──────── Texte à lire ────────
La discrète Johanne Riss ne  » chôme  » donc pas. Son parcours, très cohérent, se poursuit en ligne ascendante depuis 1987 où elle a démarré dans une boutique  » mouchoir de poche  » de 37 m2. Trois ans plus tard, elle s’installe définitivement dans ce magnifique espace industriel, situé rue Marché aux Grains et contribue, en pionnière, à l’explosion du quartier Dansaert. Autodidacte surdouée, elle se fait connaître et apprécier par un concept innovant.  » Il faut toujours revenir à la base, épurer, explique Johanne Riss. Mon idée consistait à dessiner une ligne de vêtements de tous les jours, en coton-Lycra, sur lesquels on ajoutait de la mousseline, de la soie ou des bijoux, pour sortir le soir ou voyager avec une valise compacte. Avec quelques pièces, on pouvait improviser une quantité d’ensembles différents. Et pas de repassage ! L’important, c’est de travailler une belle matière avec du Lycra qui ne se déforme pas.  » Le concept séduit et fidélise toutes les femmes modernes et actives qui aiment la mode mais veulent  » un plus « . Johanne Riss leur offre un service exclusif grâce à un atelier qui se charge de transformer, retoucher et personnaliser tous les vêtements. Ce service  » couture à des prix prêt-à-porter  » sera aussi disponible, dès décembre prochain, boulevard de Waterloo.
──────── Données saisies ────────
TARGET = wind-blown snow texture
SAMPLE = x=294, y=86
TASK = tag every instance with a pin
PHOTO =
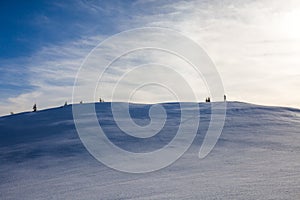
x=256, y=157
────────
Énoncé —
Pour chacune des affirmations suivantes, indiquez par oui ou par non si elle concorde avec le texte sur Johanne Riss, puis citez textuellement les mots du texte qui permettent de trancher.
1. Trois ans après ses débuts, Johanne Riss s'est installée rue Marché aux Grains.
2. Les vêtements de sa ligne doivent être repassés.
3. Le service de couture sera disponible boulevard de Waterloo à partir de janvier.

Tâche réalisée —
1. Oui : « Trois ans plus tard, elle s’installe définitivement dans ce magnifique espace industriel, situé rue Marché aux Grains ».
2. Non : « Et pas de repassage ! ».
3. Non : « dès décembre prochain, boulevard de Waterloo ».